Written instruction 1: From the forum text on voltmeters and power supplies, list each remark that appears inside parentheses.

Passage:
--------------------

However true this happens to be (and the resistance of the best Voltmeters is extremely high), the way that the PD happens to be measured is really nothing to do with the situation. It is possible, with suitable feedback, to have Zero Current flowing. If you want to modify the question to include a resistance of value R in parallel with an ideal / perfect Voltmeter then the question is properly defined.
In practical terms, PSUs tend to be designed with an unspecified PD ground (i.e. 'floating') so that any number of them can be connected in a circuit (usually only two aamof) and the PSUs behave quite independently. You may notice that schematic diagrams of many theoretical circuits use Batteries, to eliminate any confusion of this sort.
 
  • #7
This is a power supply to be used with other devices. It can be used 3 ways.
1) by connecting negative to circuit ground the output is + 24 volts

2) By connecting the + to ground the output is - 24 volts.

--------------------

Input for this task:

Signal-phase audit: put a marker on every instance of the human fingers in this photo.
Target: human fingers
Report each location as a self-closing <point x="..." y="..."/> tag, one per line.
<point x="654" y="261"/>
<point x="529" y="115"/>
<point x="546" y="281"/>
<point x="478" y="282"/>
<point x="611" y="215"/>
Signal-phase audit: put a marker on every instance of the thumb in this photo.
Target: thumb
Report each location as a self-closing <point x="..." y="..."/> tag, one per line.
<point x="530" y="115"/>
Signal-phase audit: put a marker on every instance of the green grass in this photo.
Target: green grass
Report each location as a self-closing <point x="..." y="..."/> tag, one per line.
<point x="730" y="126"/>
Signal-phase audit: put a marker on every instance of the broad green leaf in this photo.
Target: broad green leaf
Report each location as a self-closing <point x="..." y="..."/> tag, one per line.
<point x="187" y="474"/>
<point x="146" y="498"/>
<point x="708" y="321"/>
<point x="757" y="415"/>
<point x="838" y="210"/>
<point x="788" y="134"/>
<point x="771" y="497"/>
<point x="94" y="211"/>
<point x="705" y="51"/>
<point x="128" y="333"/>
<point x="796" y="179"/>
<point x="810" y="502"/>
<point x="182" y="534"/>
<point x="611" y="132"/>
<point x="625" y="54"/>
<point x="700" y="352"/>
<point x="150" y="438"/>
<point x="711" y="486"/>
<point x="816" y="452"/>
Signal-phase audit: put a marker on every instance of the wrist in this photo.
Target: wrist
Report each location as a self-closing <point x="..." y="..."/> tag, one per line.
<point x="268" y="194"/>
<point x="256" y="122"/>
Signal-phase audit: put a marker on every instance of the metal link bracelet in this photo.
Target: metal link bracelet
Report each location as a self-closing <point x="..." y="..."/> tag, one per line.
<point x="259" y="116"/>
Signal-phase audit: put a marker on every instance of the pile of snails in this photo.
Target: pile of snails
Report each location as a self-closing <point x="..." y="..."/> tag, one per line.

--------------------

Written instruction 2: Update the rows starting at the line that contains "Signal-phase audit: put a marker on every instance of the green" and going through the last row. Change "marker" to "dot" and leave everything else the same. Give back only those lines.

Exercise output 1:
- and the resistance of the best Voltmeters is extremely high
- i.e. 'floating'
- usually only two aamof

Exercise output 2:
Signal-phase audit: put a dot on every instance of the green grass in this photo.
Target: green grass
Report each location as a self-closing <point x="..." y="..."/> tag, one per line.
<point x="730" y="126"/>
Signal-phase audit: put a dot on every instance of the broad green leaf in this photo.
Target: broad green leaf
Report each location as a self-closing <point x="..." y="..."/> tag, one per line.
<point x="187" y="474"/>
<point x="146" y="498"/>
<point x="708" y="321"/>
<point x="757" y="415"/>
<point x="838" y="210"/>
<point x="788" y="134"/>
<point x="771" y="497"/>
<point x="94" y="211"/>
<point x="705" y="51"/>
<point x="128" y="333"/>
<point x="796" y="179"/>
<point x="810" y="502"/>
<point x="182" y="534"/>
<point x="611" y="132"/>
<point x="625" y="54"/>
<point x="700" y="352"/>
<point x="150" y="438"/>
<point x="711" y="486"/>
<point x="816" y="452"/>
Signal-phase audit: put a dot on every instance of the wrist in this photo.
Target: wrist
Report each location as a self-closing <point x="..." y="..."/> tag, one per line.
<point x="268" y="194"/>
<point x="256" y="122"/>
Signal-phase audit: put a dot on every instance of the metal link bracelet in this photo.
Target: metal link bracelet
Report each location as a self-closing <point x="..." y="..."/> tag, one per line.
<point x="259" y="116"/>
Signal-phase audit: put a dot on every instance of the pile of snails in this photo.
Target: pile of snails
Report each location as a self-closing <point x="..." y="..."/> tag, one per line.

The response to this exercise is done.